WHAT IS ASKED:
Rewrite the data from the line containing "indicate the side" through the line containing "Target: side window", replacing "instance" with "occurrence" and keeping everything else the same. Return only those lines.

PROVIDED INFORMATION:

------------------------------------------------------------------------

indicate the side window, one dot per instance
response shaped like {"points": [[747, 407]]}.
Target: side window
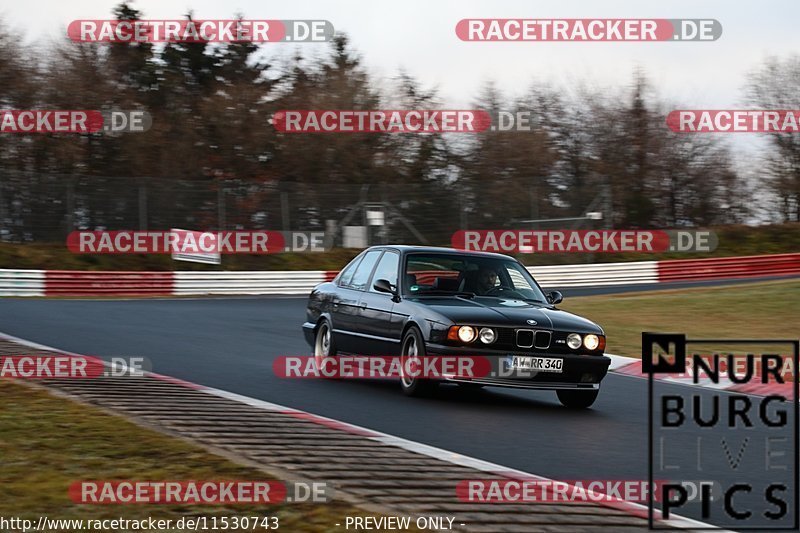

------------------------------------------------------------------------

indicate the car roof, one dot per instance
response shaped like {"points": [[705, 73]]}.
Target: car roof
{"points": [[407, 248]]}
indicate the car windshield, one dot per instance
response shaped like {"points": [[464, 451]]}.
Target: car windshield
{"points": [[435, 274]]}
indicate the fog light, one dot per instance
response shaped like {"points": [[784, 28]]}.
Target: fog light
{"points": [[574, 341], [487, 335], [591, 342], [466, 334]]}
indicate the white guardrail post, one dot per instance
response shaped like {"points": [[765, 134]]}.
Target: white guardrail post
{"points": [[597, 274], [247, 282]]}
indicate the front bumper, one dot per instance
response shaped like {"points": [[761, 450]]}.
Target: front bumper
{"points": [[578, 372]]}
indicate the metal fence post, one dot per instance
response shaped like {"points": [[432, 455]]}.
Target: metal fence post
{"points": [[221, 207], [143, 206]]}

------------------------------------------------------------------------

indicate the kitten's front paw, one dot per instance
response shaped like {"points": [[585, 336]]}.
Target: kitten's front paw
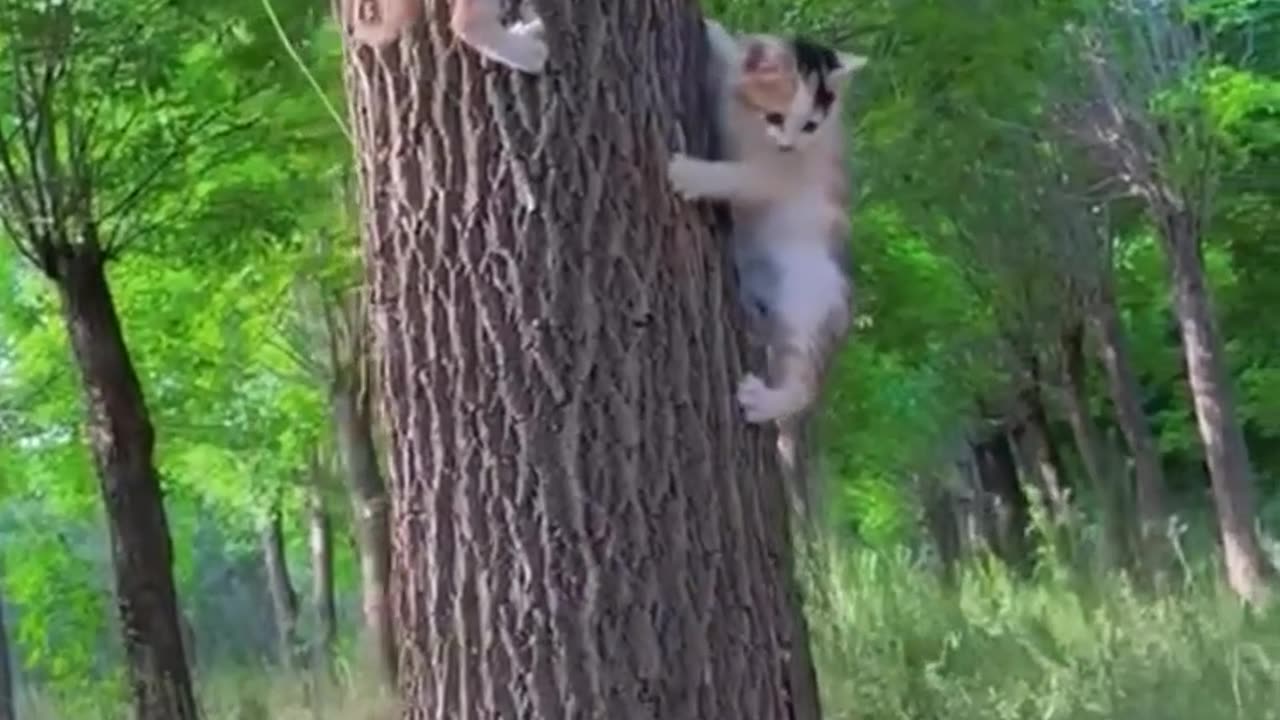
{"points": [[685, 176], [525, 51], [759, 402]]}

------------------------------------------------------------------------

OUTPUT BELOW:
indicate the side window, one dot per occurrence
response shaped like {"points": [[747, 407]]}.
Target: side window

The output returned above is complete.